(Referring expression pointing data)

- Opening Delimiter -

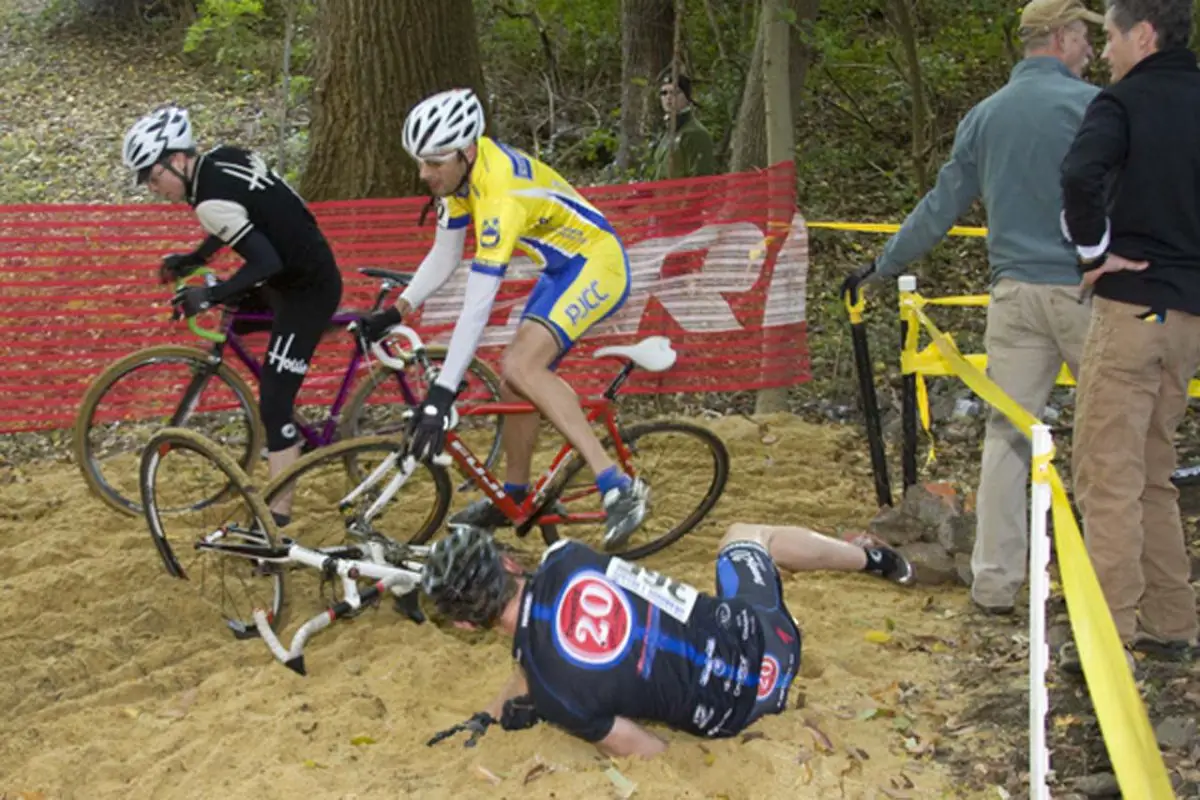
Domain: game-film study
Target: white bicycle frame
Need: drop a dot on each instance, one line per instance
(388, 578)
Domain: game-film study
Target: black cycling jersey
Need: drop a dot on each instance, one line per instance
(234, 192)
(600, 637)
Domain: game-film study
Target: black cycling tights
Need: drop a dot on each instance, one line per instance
(300, 319)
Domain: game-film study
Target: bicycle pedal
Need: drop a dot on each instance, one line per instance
(241, 631)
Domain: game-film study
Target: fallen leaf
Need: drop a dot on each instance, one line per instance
(819, 737)
(624, 787)
(180, 709)
(487, 775)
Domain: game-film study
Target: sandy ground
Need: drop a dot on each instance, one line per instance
(115, 683)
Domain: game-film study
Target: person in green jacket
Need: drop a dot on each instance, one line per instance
(685, 148)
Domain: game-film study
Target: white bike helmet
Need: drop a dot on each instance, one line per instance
(444, 122)
(162, 131)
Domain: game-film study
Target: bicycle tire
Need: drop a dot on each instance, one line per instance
(347, 451)
(352, 414)
(167, 439)
(629, 435)
(124, 367)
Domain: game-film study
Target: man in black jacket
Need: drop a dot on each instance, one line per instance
(241, 203)
(1132, 206)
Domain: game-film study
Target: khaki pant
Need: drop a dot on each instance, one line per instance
(1032, 329)
(1132, 396)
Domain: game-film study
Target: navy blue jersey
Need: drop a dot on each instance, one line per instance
(600, 637)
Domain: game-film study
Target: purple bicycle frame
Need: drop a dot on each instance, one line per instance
(313, 437)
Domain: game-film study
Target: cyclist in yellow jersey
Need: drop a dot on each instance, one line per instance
(514, 202)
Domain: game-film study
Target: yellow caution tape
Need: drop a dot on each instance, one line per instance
(1120, 710)
(889, 228)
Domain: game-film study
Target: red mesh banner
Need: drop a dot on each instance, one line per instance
(719, 266)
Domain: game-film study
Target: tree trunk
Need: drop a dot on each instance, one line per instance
(646, 35)
(900, 14)
(375, 60)
(749, 144)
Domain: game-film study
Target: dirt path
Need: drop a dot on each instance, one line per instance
(117, 683)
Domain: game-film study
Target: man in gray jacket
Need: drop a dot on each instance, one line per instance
(1007, 151)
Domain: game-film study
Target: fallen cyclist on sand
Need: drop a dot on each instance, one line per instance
(600, 642)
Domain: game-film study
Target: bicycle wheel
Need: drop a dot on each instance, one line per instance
(148, 390)
(685, 467)
(377, 408)
(319, 485)
(178, 461)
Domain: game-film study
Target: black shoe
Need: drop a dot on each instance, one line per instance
(1164, 649)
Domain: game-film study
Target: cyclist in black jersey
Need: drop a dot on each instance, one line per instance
(244, 204)
(600, 642)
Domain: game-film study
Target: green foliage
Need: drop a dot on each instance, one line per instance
(228, 34)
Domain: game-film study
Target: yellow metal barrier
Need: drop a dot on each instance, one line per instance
(1125, 725)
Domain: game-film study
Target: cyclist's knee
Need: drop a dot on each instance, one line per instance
(743, 531)
(276, 409)
(520, 371)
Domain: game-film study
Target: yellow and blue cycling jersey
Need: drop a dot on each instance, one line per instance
(519, 203)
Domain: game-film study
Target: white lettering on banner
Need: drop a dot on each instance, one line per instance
(732, 258)
(279, 359)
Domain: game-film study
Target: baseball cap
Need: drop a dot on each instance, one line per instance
(1042, 16)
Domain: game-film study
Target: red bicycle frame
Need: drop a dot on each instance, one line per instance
(523, 515)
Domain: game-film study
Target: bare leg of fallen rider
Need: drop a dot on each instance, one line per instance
(801, 549)
(526, 372)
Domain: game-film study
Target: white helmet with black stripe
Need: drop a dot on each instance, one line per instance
(162, 131)
(443, 124)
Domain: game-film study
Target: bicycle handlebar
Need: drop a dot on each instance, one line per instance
(195, 326)
(406, 332)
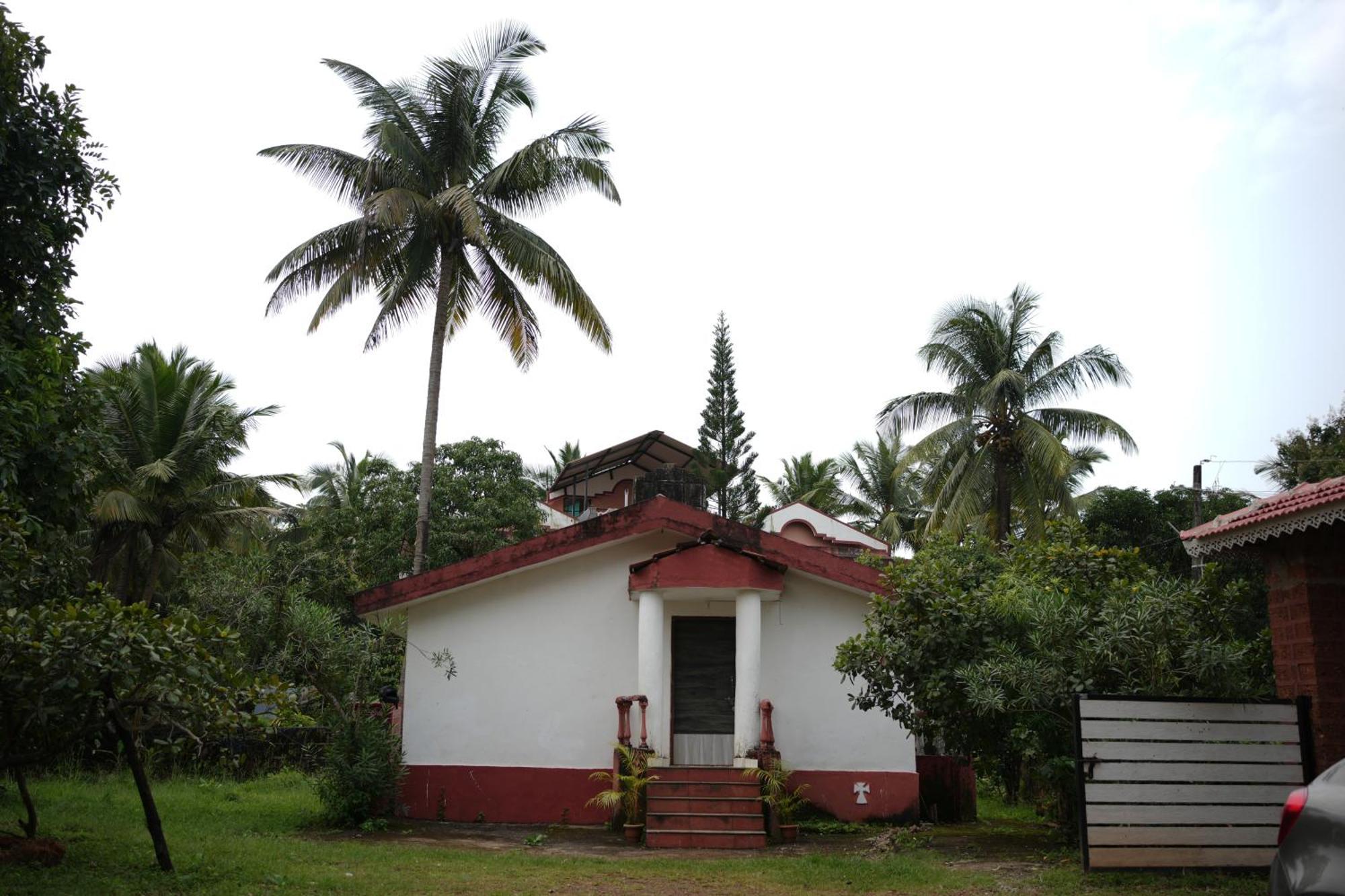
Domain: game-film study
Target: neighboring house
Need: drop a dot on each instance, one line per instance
(703, 616)
(553, 518)
(808, 526)
(1300, 536)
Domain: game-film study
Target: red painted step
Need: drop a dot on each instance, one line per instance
(704, 807)
(704, 772)
(705, 822)
(703, 840)
(712, 805)
(704, 788)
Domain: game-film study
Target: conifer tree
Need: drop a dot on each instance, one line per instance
(724, 454)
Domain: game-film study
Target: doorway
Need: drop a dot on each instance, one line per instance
(704, 651)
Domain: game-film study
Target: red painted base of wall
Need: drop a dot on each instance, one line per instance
(547, 795)
(895, 795)
(501, 794)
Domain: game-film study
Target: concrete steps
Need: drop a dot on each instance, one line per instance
(701, 807)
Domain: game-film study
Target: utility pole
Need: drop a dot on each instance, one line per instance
(1196, 516)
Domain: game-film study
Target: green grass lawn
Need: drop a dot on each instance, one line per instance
(262, 837)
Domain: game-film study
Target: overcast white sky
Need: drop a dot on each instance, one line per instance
(1168, 175)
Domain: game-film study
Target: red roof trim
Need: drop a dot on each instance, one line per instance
(649, 516)
(707, 564)
(1297, 499)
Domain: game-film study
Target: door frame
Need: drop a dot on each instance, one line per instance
(673, 620)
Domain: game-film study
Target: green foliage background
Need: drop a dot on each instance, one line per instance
(983, 650)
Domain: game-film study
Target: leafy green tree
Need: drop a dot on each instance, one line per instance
(435, 224)
(888, 490)
(1312, 454)
(72, 671)
(813, 483)
(341, 485)
(985, 649)
(50, 188)
(171, 430)
(996, 448)
(482, 501)
(545, 475)
(724, 452)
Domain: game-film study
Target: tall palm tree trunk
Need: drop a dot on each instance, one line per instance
(157, 559)
(1003, 498)
(428, 442)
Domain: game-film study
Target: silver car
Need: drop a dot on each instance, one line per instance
(1312, 838)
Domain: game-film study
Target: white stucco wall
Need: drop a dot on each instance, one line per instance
(816, 728)
(543, 654)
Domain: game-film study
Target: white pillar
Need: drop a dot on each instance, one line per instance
(650, 670)
(747, 688)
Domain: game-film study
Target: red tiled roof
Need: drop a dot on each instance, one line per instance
(657, 514)
(1286, 503)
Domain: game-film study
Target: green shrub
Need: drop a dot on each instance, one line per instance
(362, 770)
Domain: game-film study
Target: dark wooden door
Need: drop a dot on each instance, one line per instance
(703, 676)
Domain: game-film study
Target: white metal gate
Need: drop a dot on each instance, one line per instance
(1184, 782)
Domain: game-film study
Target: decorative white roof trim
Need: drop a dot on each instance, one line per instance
(1315, 518)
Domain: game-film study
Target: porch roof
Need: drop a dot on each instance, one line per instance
(657, 514)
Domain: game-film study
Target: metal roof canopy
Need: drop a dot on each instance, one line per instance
(648, 452)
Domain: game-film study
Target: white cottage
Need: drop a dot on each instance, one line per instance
(714, 642)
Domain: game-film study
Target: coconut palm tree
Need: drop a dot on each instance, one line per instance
(996, 448)
(544, 475)
(341, 485)
(435, 225)
(888, 490)
(813, 483)
(170, 431)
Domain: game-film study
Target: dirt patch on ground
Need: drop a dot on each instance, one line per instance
(575, 840)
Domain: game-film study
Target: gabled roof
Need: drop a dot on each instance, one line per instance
(1307, 506)
(648, 452)
(709, 561)
(657, 514)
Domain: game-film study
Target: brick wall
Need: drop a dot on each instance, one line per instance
(1307, 579)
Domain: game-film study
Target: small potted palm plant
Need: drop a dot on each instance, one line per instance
(626, 788)
(783, 801)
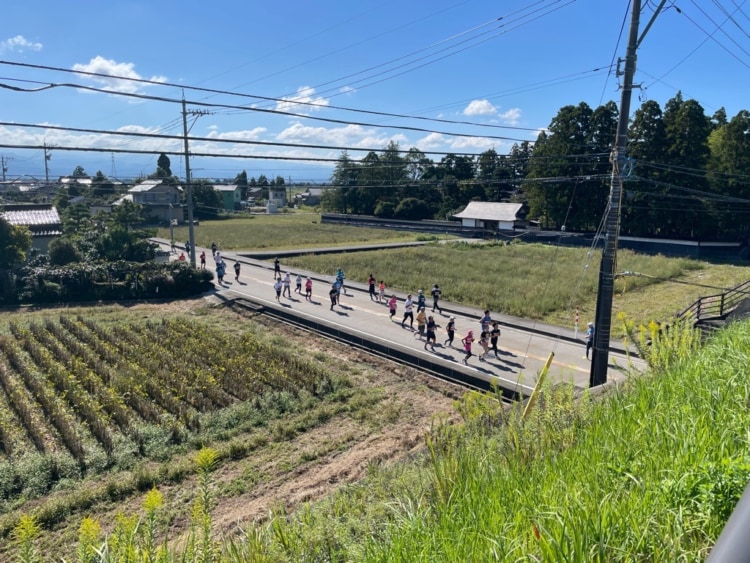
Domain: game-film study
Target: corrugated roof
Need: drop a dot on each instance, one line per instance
(32, 215)
(487, 211)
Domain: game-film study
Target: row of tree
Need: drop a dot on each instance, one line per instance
(688, 174)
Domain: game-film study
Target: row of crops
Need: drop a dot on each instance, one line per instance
(86, 390)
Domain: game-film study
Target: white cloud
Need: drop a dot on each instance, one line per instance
(480, 107)
(302, 101)
(511, 117)
(431, 142)
(19, 44)
(469, 144)
(113, 72)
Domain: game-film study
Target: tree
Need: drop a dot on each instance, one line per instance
(15, 242)
(241, 181)
(163, 166)
(75, 218)
(62, 251)
(126, 215)
(79, 172)
(101, 187)
(207, 200)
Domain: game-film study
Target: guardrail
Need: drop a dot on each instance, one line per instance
(716, 307)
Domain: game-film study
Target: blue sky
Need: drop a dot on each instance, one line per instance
(498, 70)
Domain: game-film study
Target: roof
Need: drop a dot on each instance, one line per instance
(41, 219)
(148, 185)
(487, 211)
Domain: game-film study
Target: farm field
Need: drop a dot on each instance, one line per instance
(536, 281)
(283, 231)
(98, 405)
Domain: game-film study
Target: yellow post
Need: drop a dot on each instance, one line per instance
(538, 385)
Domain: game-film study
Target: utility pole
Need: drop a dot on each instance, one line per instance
(47, 158)
(4, 164)
(603, 319)
(188, 186)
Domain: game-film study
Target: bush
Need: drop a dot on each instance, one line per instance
(108, 281)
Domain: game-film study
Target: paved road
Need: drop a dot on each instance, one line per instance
(525, 345)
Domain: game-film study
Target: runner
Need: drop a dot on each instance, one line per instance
(371, 282)
(277, 287)
(408, 312)
(334, 295)
(431, 328)
(420, 301)
(392, 305)
(421, 323)
(484, 344)
(467, 342)
(494, 335)
(485, 321)
(451, 330)
(435, 298)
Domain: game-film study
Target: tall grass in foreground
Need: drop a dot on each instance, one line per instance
(651, 473)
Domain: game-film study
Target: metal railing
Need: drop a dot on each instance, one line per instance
(716, 307)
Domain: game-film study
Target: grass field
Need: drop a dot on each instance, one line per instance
(535, 281)
(283, 231)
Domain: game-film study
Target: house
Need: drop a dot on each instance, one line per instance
(492, 216)
(41, 219)
(276, 198)
(160, 199)
(230, 194)
(309, 197)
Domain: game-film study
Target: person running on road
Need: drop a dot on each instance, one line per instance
(435, 298)
(334, 295)
(451, 330)
(431, 329)
(484, 343)
(371, 283)
(485, 321)
(589, 339)
(392, 305)
(340, 277)
(420, 301)
(494, 335)
(408, 312)
(421, 323)
(467, 341)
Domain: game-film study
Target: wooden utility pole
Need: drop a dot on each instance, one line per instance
(603, 319)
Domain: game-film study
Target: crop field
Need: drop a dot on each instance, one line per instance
(100, 404)
(96, 396)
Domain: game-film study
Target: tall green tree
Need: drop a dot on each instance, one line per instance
(560, 157)
(15, 243)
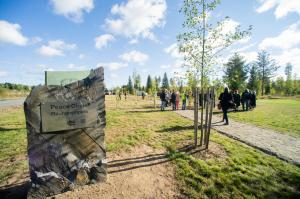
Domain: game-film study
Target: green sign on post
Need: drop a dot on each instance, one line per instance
(61, 78)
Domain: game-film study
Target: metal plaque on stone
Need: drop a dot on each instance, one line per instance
(59, 116)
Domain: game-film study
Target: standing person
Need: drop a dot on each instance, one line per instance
(245, 100)
(225, 100)
(173, 100)
(120, 95)
(177, 100)
(187, 98)
(163, 100)
(236, 99)
(167, 98)
(183, 98)
(254, 99)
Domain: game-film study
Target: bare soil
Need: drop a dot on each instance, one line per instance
(140, 172)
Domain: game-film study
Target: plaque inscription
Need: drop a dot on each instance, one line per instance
(58, 116)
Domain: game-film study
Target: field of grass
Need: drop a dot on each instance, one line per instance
(240, 172)
(278, 114)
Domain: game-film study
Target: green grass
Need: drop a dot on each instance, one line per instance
(13, 143)
(241, 172)
(278, 114)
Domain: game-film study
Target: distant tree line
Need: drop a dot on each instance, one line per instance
(18, 87)
(259, 76)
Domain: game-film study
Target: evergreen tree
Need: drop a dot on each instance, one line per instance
(165, 82)
(130, 86)
(149, 84)
(289, 82)
(236, 72)
(253, 83)
(157, 82)
(267, 68)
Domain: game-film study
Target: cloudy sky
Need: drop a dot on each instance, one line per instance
(129, 35)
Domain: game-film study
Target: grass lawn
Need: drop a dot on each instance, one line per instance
(240, 172)
(278, 114)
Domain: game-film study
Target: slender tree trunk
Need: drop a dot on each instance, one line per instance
(263, 82)
(196, 102)
(202, 68)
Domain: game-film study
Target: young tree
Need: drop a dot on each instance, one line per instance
(236, 72)
(289, 82)
(253, 82)
(267, 68)
(157, 81)
(149, 84)
(165, 82)
(173, 84)
(202, 42)
(130, 86)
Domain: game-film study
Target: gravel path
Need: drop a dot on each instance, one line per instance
(280, 145)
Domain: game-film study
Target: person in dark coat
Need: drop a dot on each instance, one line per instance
(245, 100)
(236, 99)
(163, 100)
(254, 99)
(173, 100)
(226, 100)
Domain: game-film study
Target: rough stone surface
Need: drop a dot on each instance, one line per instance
(62, 160)
(283, 146)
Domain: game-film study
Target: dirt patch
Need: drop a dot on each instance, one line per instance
(140, 172)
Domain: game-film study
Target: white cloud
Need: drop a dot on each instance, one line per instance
(35, 40)
(173, 51)
(229, 26)
(249, 56)
(102, 40)
(137, 18)
(244, 40)
(289, 56)
(283, 7)
(133, 41)
(55, 48)
(3, 73)
(135, 56)
(113, 65)
(243, 48)
(72, 9)
(289, 38)
(11, 33)
(165, 66)
(81, 56)
(114, 76)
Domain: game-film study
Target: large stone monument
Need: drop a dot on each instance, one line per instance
(65, 132)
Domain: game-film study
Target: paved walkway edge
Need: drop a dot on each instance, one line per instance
(252, 145)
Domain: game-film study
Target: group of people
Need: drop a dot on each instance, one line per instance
(234, 100)
(172, 99)
(248, 100)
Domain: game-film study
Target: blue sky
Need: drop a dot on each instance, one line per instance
(129, 35)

- Closing Delimiter -

:: TASK ITEM ::
Now copy each line of the entries that mentions "bicycle".

:: EXERCISE RESPONSE ::
Target: white bicycle frame
Target: bicycle pedal
Target: bicycle tire
Target: purple bicycle frame
Target: bicycle wheel
Target: red bicycle frame
Target: bicycle handlebar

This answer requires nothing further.